──────── SOURCE EXTRACT ────────
Latin letter C with acute accent

The grapheme Ć (minuscule: ć), formed from C with the addition of an acute accent, is used in various languages. It usually denotes /[t͡ɕ]/, the voiceless alveolo-palatal affricate, including in phonetic transcription. Its Unicode codepoints are U+0106 for Ć and U+0107 for ć.

The symbol originated in the Polish alphabet (where, in its modern usage, it appears most often at the ends of words) and was adopted by Croatian linguist Ljudevit Gaj into Croatian in the 19th century. It is the fifth letter of the Polish, Sorbian, and the Latin alphabet of the Croatian language and the Montenegrin Latin alphabet. It is fourth in the Belarusian Łacinka alphabet and Ukrainian Latynka alphabet.

It is also adopted by Wymysorys, a West-Germanic language spoken in Poland. It is the fifth letter of the Wymysorys alphabet.

The Serbian Cyrillic alphabet equivalent is Ћ (23rd letter). Macedonian uses Ќ as a partial equivalent (24th letter). Other languages which use the Cyrillic alphabet usually represent this sound by the character combination ЧЬ, however it is represented by Ч in Russian and Bulgarian.
──────── PROVIDED MATERIAL ────────
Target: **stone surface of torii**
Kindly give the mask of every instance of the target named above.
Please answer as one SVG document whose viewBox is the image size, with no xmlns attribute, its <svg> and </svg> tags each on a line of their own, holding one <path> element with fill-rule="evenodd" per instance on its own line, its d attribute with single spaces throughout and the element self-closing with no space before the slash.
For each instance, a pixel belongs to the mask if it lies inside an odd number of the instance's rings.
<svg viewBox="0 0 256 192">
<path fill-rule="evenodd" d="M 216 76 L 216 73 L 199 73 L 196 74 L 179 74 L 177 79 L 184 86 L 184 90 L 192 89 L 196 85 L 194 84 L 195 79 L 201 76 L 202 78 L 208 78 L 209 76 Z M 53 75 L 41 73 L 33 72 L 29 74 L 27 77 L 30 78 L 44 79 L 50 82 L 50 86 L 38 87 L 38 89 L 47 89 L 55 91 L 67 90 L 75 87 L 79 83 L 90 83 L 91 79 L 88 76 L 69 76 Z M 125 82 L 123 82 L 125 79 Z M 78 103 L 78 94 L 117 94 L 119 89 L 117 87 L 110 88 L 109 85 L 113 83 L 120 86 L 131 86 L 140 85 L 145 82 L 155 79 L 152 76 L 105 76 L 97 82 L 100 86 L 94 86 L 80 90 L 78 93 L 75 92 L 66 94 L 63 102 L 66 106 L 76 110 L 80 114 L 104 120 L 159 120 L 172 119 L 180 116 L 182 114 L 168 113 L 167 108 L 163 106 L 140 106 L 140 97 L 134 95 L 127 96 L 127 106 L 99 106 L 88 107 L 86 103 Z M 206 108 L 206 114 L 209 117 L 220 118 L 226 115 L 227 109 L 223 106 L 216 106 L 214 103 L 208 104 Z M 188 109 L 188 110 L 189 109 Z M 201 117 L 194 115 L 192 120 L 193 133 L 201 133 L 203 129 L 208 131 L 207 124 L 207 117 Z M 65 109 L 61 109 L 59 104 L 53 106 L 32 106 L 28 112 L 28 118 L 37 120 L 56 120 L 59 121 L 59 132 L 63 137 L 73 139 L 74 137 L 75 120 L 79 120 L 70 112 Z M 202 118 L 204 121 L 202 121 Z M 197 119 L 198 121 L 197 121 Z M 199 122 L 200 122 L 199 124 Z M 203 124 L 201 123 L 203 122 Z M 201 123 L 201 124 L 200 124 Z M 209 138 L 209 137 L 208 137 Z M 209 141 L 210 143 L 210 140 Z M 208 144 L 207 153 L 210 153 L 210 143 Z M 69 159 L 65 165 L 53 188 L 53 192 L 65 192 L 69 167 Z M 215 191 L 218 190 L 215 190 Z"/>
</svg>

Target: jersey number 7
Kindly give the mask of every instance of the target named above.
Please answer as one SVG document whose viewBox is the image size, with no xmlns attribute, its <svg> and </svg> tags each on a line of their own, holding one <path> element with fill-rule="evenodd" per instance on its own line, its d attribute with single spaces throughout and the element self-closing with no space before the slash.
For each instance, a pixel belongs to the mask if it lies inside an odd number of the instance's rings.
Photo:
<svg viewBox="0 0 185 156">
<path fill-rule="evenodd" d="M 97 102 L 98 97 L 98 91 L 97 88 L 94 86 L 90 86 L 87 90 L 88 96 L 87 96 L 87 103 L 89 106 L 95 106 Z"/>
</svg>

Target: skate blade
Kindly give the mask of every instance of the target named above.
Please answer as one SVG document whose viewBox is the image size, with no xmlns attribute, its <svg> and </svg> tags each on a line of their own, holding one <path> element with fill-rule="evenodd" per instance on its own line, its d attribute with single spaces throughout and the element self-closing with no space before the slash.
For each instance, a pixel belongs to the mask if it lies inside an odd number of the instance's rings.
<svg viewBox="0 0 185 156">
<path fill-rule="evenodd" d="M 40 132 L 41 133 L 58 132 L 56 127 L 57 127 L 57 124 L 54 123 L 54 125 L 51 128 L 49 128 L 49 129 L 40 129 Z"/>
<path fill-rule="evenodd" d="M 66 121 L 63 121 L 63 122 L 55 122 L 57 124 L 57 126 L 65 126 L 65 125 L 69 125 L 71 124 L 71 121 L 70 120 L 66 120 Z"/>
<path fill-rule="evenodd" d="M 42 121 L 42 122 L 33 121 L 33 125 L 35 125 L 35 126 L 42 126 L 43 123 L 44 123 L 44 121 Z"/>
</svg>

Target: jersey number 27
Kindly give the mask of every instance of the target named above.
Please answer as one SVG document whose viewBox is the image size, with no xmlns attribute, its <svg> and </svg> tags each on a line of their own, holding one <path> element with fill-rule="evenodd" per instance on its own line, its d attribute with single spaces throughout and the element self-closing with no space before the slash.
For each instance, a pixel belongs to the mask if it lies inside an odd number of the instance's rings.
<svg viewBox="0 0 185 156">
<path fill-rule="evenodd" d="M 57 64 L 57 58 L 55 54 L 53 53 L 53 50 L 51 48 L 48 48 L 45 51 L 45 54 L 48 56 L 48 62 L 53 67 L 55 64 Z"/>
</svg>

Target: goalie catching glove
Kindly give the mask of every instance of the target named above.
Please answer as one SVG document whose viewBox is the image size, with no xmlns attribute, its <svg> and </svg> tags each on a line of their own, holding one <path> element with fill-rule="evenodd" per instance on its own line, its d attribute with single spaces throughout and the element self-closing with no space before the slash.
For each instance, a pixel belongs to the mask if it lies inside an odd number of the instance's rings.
────────
§ PROMPT 1
In the passage on the letter Ć, who brought the symbol into Croatian?
§ PROMPT 2
Count the lines of the records that contain the word "jersey", and reply with only the number.

§ EXERCISE ANSWER 1
The Croatian linguist Ljudevit Gaj

§ EXERCISE ANSWER 2
2